_Problem:_
Convert the records below, starting at the line that contains "Would you please pick out the weed" and running through the end of the records, into a JSON list of strings with one string per line and blank lines omitted.

------------

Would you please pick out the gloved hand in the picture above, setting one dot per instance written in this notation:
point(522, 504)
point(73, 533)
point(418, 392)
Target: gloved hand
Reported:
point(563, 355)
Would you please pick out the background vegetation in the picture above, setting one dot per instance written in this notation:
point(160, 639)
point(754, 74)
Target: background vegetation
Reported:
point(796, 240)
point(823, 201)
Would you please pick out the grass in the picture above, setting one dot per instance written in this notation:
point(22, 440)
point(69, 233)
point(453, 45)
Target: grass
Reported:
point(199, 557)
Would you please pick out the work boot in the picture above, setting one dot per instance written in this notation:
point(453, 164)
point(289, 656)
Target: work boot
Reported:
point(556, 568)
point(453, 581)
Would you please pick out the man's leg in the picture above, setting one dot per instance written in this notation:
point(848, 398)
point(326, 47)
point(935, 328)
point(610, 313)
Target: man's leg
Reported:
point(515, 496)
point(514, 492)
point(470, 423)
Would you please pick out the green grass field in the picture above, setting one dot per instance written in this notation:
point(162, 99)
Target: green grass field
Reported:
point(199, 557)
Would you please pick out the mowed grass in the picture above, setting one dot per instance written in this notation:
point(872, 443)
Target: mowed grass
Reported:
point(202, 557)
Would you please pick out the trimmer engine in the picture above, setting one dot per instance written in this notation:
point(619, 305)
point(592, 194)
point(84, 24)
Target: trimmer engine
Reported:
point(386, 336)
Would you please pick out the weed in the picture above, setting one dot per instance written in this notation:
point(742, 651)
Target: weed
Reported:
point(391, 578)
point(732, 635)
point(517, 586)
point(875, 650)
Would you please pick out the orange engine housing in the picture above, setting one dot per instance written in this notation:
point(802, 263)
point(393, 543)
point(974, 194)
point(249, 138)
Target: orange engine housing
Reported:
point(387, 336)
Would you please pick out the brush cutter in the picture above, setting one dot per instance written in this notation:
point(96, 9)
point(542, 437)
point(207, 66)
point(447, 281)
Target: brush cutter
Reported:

------------

_Correct output:_
[
  "Would you please pick out the weed in the picture above, setting one dot per instance written in this notation:",
  "point(742, 651)",
  "Target: weed",
  "Reported:",
  "point(391, 578)",
  "point(732, 635)",
  "point(517, 586)",
  "point(875, 650)",
  "Would you please pick out the orange engine housing in the picture above, setting one dot per instance written in this notation:",
  "point(802, 263)",
  "point(393, 543)",
  "point(974, 194)",
  "point(249, 138)",
  "Target: orange engine housing",
  "Reported:",
  "point(387, 336)",
  "Would you please pick out the brush cutter in the picture above, setting one dot per instance written in this notation:",
  "point(96, 9)",
  "point(542, 437)",
  "point(207, 66)",
  "point(447, 281)",
  "Target: brush cutter",
  "Reported:"
]